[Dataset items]
-=-=-
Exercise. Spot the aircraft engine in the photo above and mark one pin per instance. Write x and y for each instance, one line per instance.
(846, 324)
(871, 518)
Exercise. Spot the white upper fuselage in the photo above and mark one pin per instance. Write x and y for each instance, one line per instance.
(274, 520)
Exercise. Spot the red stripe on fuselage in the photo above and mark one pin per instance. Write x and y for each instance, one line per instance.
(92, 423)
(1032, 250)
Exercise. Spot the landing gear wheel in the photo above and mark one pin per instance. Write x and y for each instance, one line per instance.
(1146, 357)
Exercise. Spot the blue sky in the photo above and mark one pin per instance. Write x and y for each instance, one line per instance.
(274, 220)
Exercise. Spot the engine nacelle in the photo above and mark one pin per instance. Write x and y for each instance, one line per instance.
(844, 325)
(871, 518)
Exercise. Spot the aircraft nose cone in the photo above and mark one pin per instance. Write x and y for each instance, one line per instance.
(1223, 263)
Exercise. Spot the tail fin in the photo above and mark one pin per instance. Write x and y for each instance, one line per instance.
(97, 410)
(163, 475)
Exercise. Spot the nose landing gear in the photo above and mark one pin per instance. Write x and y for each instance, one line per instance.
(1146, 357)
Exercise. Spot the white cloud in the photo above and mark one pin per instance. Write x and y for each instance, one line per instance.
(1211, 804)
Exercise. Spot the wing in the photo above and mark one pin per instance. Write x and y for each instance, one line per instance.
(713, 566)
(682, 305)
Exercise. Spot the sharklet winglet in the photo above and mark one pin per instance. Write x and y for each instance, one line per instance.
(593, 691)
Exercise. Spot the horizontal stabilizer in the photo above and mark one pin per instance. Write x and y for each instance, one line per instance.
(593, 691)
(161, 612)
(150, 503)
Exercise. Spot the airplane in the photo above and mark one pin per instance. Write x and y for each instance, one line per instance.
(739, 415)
-=-=-
**What the task requires**
The expected response is every record, reproduced word for word.

**Worked solution**
Exercise. Spot the aircraft engine in the photo above and mark one pin per instance. Write x and y for each instance, one line per instance.
(846, 324)
(871, 518)
Exercise. Spot the white upper fuselage in the photo above and mark one pin per instance. Write x and y for each instance, one line per instance.
(274, 520)
Exercise. Spot the red stripe on fuselage in the photo above and mark one pin per instance. Write x and y for each instance, one line per instance.
(92, 423)
(1032, 250)
Exercise. Spot the landing gear wheel in the photo above and mark one pin per instance. Write x and y for each instance, one line per instance.
(1146, 357)
Exercise. Spot the blue sky in the photo above and mark one pin per instance. Write x and y for each instance, one line per instance.
(274, 220)
Exercise. Spot the engine nacelle in the photo above and mark one pin per instance. Write x and y for each instance, one line per instance.
(844, 325)
(871, 518)
Exercise. Spot the aircraft nose cone in the photo above and mark one pin per instance. Write x and y for each instance, one line per instance.
(1223, 263)
Exercise. Spot the tail fin in the photo above and mark one pin per instance. Write x and y for each instance, one line per instance.
(97, 410)
(163, 475)
Exercise. Spot the nose landing gear in the photo above and mark one pin per instance. Write x and y for each instance, one line per instance.
(1146, 357)
Exercise. Spot the white cloud in the photo above and mark one pin per instance. Write x and y for each instance, one line per instance.
(1211, 804)
Exercise. Spot the wing in the photo above and mark one pin per instance. Write x and y for each instance, one line per instance.
(713, 566)
(682, 305)
Exercise. Spot the sharklet winglet in the photo above and mark one pin per instance. Write x and y for each instance, one line per instance.
(593, 691)
Exercise. Spot the horizontal stabilizer in the photo above and mark one pin per instance. Write x and y for each instance, one line per instance.
(593, 691)
(161, 612)
(150, 503)
Exercise. Spot the airplane in the photo above and mark one pin per instance. Write x and y for each instance, one line per instance.
(739, 415)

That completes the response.